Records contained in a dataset

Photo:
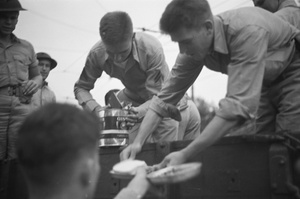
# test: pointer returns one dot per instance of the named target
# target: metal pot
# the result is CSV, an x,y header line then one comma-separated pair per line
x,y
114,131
--
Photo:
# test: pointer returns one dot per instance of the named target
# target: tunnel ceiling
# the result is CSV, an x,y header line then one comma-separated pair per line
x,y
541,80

Assignment:
How many of the lines above include the word "target"? Only the number should be given.

Reply:
4